== Work request 1 ==
In the Nanomilleretta text, what accession number does the specimen carry at the Evolutionary Studies Institute?
== Work request 2 ==
Write the next part of the Nanomilleretta text, picking up after its final sentence.

The Nanomilleretta fossil material was discovered in 1945 by James Kitching and his brother Ben in rock outcrops on Houdkonstant Farm, 25 km north of Graaff-Reinet (Robert Sobukwe). The specimen consists of a small skull that is slightly crushed and extensively weathered. It is housed at the Evolutionary Studies Institute (previously the Bernard Price Institute for Palaeontological Research (BPI)) in Johannesburg, where it is permanently accessioned as specimen BP/1/7.

In 1948, Robert Broom and John T. Robinson described these fossil remains as belonging to a new genus and species, which they named Nanomilleretta kitchingi. They established BP/1/7 as the holotype specimen. The generic name, Nanomilleretta, combines the Greek word νάνος (nanos), meaning or , with the genus name of the closely-related Milleretta, in turn named after Scottish geologist Hugh Miller. The specific name, kitchingi, honors the discoverers of the holotype. Broom and Robinson noted that, despite the eroded nature of this specimen, sufficient detail could be recognized—particularly on the skull roof—to allow its designation as a type specimen. They recognized it as belonging to a reptile distinct from, but related to, Milleretoides and Millerosaurus in the family Millerettidae. The clade is no longer used by researchers, as its original intended composition represents a paraphyletic assemblage of groups, rather than a single lineage.

== Dataset ==
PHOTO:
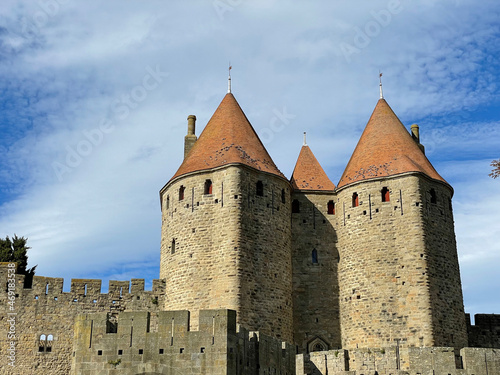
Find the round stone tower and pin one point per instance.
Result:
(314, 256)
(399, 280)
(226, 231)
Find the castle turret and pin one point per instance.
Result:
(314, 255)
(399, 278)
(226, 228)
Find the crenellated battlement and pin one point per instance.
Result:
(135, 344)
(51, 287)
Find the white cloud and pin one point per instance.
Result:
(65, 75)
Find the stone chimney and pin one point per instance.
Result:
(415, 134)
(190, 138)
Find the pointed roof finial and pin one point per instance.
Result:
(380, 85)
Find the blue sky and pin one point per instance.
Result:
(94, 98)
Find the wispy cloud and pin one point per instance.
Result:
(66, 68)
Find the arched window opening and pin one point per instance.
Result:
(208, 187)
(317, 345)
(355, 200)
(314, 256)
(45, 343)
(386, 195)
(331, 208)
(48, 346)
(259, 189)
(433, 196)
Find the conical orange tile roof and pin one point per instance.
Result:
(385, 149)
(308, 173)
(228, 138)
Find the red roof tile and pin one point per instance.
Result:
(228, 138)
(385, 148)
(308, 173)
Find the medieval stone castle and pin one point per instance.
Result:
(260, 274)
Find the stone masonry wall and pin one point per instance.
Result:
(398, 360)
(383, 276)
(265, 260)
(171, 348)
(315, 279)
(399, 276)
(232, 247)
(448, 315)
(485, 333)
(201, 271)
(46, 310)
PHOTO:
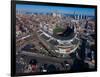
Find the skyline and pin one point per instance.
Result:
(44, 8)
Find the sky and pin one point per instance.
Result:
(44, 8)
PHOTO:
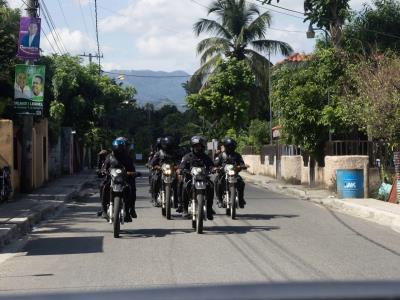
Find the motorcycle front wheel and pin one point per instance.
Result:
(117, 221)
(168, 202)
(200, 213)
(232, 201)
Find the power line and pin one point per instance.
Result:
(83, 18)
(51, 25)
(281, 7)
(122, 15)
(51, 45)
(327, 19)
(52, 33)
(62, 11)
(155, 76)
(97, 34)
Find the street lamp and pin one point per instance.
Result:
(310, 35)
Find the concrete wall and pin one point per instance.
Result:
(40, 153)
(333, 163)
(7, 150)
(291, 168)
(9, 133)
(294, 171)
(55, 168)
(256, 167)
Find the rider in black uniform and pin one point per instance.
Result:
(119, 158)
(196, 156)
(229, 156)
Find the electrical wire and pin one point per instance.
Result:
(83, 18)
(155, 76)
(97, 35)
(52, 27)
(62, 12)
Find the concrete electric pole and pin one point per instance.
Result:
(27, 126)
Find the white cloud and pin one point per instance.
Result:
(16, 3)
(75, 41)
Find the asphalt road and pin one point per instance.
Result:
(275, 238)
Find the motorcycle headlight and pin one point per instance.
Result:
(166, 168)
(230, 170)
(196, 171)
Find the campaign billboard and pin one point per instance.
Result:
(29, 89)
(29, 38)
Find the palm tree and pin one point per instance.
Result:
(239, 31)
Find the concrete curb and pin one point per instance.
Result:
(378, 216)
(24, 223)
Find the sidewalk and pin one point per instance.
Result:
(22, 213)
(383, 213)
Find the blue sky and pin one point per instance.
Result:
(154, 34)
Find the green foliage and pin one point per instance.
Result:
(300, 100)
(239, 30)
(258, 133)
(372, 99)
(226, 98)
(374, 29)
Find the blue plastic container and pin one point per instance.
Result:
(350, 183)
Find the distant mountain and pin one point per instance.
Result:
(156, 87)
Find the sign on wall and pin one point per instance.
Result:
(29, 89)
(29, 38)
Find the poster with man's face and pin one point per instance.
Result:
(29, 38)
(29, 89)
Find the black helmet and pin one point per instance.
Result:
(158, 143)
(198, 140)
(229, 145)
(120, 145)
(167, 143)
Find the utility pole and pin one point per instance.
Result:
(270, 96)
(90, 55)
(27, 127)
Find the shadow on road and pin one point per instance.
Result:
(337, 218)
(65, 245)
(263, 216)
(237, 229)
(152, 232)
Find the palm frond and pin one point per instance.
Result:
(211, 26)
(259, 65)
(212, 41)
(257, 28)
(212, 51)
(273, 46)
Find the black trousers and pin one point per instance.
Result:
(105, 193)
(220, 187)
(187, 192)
...
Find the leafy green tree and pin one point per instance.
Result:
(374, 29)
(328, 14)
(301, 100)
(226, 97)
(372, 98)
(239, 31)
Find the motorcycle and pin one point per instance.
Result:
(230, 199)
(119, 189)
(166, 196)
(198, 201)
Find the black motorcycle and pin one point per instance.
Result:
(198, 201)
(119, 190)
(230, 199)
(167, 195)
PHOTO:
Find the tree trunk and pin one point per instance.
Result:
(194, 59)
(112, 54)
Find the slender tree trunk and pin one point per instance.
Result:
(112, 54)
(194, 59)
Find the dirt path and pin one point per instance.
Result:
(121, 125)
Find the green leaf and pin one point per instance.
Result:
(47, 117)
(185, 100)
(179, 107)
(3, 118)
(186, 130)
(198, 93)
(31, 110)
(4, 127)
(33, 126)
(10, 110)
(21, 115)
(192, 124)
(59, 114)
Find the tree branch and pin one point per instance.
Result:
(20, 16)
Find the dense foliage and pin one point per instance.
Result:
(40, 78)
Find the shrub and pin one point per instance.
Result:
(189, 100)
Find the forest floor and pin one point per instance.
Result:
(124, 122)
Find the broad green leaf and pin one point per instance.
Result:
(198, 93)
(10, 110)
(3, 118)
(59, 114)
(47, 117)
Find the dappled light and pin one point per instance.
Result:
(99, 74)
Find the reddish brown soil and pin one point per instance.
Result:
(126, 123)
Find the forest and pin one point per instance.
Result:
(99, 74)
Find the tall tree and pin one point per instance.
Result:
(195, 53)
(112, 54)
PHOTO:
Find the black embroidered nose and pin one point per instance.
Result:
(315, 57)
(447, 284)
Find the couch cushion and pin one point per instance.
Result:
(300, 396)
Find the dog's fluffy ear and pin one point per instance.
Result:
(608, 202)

== Exercise output 1 ==
BP/1/7

== Exercise output 2 ==
In their initial description, Broom & Robinson interpreted the N. kitchingi type locality as part of the Daptocephalus Assemblage Zone. In 1954, Sidney H. Haughton and A. S. Brink published an updated summary of the fossil reptiles from the Karoo Basin. Herein, they regarded Nanomilleretta as deriving from the underlying (older) Cistecephalus Assemblage Zone.

In 1957, D. M. S. Watson published an extensive review of Millerosaurus and its other early reptilian relatives. He briefly mentioned that the skull of Nanomilleretta is "too imperfectly preserved to be identified", but considered it as clearly related to millerettids regardless. Based on Broom's initial drawings of the specimen, Watson noted that there does not appear to a anterolateral spike of the parietal bone separating part of the postfrontal from the frontal, a feature seen in pricei (now Milleropsis) and other millerettids, but recognized that this may simply be due to a failure to recognize this character in the specimen.

In a detailed publication on the anatomy and relationships of the Millerettidae in 1972, Chris E. Gow only mentioned Nanomilleretta in passing, claiming that the weathering of the holotype skull is so extensive that it is "devoid of diagnostic features". If no distinct anatomical features are visible in the specimen and it can not be distinguished from other millerettids, Nanomilleretta would thus be rendered a nomen dubium. Gow's work, in addition to more modern assessments and analyses of millerettids, recognized several of Broom's millerettid taxa—including Millerettoides, Milleretops, and Millerosaurus—as synonymous with Milleretta, with the features previously used to distinguish them simply due to ontogenetic variation (change through age).

A 2010 publication on tetrapods of South Africa's Beaufort Group mentioned the existence of a second BPI Nanomilleretta specimen without further detail or description.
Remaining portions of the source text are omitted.